Tasks for this exercise:
1. Print the part of the letter that opens with the words containing "I do not know" and closes with "of journalistic ethics.", unchanged.
2. Output the lines of the entries without any change, from the line containing "of the rock" through the last line of the entries.

Provided passage:
================
Editorial, Media

Peruvian Times complaint to Agencia Andina

UPDATE to original post: Agencia Andina has added links on its posts back to our original stories. Peruvian Times appreciates the corrective action.

Lima, March 31, 2010

Laura Vásquez
English Website Editor
Andina Agencia Peruana de Noticias

Dear Ms. Vásquez,

Once again Agencia Andina’s English Website has blatantly plagiarized a Peruvian Times article for use on its English language news page.

On March 30, at 3:37 a.m., Peruvian Times published a piece to the Web under the headline “INC says Machu Picchu entrance tickets will be rationed to avoid tourist hoards when rail service resumes.”

More than 12 hours after our story was uploaded and had been cached and picked up by Google News and other multiple Web sites, agencia Andina published a truncated version of the same story. Our material appeared word-for-word on your site and you even aped what I would characterize in hindsight as our rather poorly conceived headline: “Machu Picchu entrance tickets rationed to avoid tourist hoards when rail service resumes.”

I do not know who you have writing your English news copy, but that person or copy-writing service provider needs to be fired for this alarming breach of journalistic ethics.

This is not the first time this has occurred. We had this problem with your English language news page  in January 2009. You did not respond to my complaint about it then. This time I request that you take immediate corrective action, either citing Peruvian Times with a hyperlink to our original story or removing your wholly pirated article.
================
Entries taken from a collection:
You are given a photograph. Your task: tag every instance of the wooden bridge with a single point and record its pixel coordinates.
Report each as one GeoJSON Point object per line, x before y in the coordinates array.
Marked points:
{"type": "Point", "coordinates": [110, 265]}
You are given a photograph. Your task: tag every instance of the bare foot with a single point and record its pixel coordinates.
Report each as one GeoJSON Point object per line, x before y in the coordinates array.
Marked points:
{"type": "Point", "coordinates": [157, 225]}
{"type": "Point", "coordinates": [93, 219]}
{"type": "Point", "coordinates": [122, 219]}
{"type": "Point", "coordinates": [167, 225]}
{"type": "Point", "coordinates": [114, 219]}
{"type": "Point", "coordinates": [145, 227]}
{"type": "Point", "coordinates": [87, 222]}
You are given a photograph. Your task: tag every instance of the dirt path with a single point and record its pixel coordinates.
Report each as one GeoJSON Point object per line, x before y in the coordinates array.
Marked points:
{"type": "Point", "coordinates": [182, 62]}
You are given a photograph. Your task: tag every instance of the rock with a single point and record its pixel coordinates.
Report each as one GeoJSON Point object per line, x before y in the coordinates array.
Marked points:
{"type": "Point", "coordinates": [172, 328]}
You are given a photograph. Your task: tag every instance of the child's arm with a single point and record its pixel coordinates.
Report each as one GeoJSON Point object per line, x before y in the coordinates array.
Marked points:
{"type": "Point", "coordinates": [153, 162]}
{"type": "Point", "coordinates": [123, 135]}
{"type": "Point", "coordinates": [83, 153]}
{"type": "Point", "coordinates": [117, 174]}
================
Final results:
1.
I do not know who you have writing your English news copy, but that person or copy-writing service provider needs to be fired for this alarming breach of journalistic ethics.

2.
You are given a photograph. Your task: tag every instance of the rock with a single point and record its pixel coordinates.
Report each as one GeoJSON Point object per line, x before y in the coordinates array.
Marked points:
{"type": "Point", "coordinates": [172, 328]}
You are given a photograph. Your task: tag every instance of the child's arm with a single point and record its pixel coordinates.
Report each as one GeoJSON Point object per line, x before y in the coordinates array.
Marked points:
{"type": "Point", "coordinates": [153, 162]}
{"type": "Point", "coordinates": [123, 135]}
{"type": "Point", "coordinates": [83, 153]}
{"type": "Point", "coordinates": [117, 174]}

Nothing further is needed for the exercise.